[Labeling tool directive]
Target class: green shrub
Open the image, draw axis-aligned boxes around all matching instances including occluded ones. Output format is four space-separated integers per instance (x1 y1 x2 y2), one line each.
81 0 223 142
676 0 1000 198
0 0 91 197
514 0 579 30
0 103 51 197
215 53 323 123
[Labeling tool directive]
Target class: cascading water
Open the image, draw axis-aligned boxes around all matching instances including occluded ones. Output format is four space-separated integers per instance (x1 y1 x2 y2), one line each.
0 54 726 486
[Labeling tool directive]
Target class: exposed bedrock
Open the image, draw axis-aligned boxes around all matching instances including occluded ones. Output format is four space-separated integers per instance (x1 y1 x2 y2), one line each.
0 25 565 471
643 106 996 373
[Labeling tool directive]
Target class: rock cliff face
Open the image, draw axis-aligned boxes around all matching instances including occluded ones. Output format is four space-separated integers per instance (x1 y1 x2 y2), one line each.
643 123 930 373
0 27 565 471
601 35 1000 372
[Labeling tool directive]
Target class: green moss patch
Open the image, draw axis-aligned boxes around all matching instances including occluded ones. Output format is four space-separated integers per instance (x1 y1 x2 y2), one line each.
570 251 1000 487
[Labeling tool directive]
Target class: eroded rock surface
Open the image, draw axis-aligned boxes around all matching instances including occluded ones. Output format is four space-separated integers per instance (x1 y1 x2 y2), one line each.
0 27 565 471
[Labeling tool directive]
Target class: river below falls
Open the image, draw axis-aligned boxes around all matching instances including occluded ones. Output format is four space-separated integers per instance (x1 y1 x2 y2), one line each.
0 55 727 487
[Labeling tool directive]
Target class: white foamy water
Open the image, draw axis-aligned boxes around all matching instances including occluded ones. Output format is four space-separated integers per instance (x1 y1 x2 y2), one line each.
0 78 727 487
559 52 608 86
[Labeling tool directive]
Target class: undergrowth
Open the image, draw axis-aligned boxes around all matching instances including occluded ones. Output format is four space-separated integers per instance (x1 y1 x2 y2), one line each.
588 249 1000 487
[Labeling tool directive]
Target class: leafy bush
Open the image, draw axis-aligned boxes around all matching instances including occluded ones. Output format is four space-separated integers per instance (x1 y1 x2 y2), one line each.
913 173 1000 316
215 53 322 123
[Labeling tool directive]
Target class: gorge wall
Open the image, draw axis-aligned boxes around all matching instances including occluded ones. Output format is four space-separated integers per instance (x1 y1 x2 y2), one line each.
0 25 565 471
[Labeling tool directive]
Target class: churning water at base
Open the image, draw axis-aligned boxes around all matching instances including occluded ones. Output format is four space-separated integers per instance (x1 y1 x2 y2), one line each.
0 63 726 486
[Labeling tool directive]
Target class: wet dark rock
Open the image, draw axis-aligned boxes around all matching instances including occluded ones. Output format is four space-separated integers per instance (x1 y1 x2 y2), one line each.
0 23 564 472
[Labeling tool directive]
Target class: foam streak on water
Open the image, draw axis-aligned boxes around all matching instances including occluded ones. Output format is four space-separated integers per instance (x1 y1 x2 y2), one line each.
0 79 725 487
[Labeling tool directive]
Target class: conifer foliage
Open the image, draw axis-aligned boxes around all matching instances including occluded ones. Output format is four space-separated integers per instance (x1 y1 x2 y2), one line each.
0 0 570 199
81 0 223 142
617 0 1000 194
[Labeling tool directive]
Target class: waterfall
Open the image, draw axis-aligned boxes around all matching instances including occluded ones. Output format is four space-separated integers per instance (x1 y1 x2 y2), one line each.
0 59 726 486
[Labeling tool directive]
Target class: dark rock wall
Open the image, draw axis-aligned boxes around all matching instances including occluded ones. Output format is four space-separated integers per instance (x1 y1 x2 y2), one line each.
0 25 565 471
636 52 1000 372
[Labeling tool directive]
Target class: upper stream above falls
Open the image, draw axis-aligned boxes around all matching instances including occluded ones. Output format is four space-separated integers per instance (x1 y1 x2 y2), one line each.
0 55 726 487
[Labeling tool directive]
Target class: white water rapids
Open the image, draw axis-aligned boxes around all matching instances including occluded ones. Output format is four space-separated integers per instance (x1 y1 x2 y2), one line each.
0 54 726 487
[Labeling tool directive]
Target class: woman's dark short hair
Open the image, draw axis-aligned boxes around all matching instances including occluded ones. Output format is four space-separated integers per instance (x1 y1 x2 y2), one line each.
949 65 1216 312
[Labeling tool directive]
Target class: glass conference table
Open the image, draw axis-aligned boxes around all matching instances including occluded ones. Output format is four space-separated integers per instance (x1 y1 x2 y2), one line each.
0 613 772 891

◇ ◇ ◇

§ **Stated goal**
Reproduce the data from its first line through the line containing "559 52 608 86", including both ends. Offset every coordinate in the answers by -87 and keep every other line as it is.

§ **The response**
[Labeling tool directive]
Target class: green shrub
Open the image, draw axis-aligned boxes around all matching instances including occluded ones. Output format is four space-separated integers per instance (x1 y1 x2 y2), one line each.
-6 -87 136 55
589 -87 913 111
-87 -87 4 110
427 -87 492 -57
-87 16 -36 110
128 -34 236 36
[Labeling tool directive]
Target class: cascading water
Open the image, draw axis-aligned boxes around all matching instances including occluded ones. Output format is four space-separated integers per instance (x1 y1 x2 y2), one line each.
-87 -33 639 399
[Labeling tool directive]
Target class: exposed bedrock
Open the image, draw axis-aligned boxes around all matching instances including occluded ones. Output format is four space-separated integers per instance (x1 y1 x2 y2), one line each.
-87 -62 478 384
556 19 909 286
[Labeling tool directive]
Target class: rock cliff face
Open the image, draw axis-aligned boxes around all matching instances including occluded ones. Output format is four space-separated integers per instance (x1 y1 x2 y2), one line each.
556 36 843 286
-87 -60 478 384
514 -52 913 285
[Labeling tool directive]
Target class: green moss patch
Open the image, draw axis-aligned boxes around all matching instances including occluded ones. Output format is four space-separated integers per instance (x1 y1 x2 y2), one line each.
483 164 913 400
[Labeling tool directive]
Target class: eroded rock surface
Open the image, draw axis-aligned boxes around all matching instances including occluded ones. Output format is four space-separated integers per instance (x1 y1 x2 y2), one line each.
-87 -60 478 384
[Labeling tool directive]
Target class: river below falls
Open the image, draw axis-aligned boxes around all matching instances including occluded ones. Output format is four space-separated integers per instance (x1 y1 x2 y2), one line each.
-87 -32 640 400
[Labeling tool directive]
Target class: white foamy water
Open the image, draw axis-aligned boxes around all matching instances including occluded ones. Output format is four space-separated integers per instance (x1 y1 x2 y2), one line each.
-87 -9 640 400
472 -35 521 -1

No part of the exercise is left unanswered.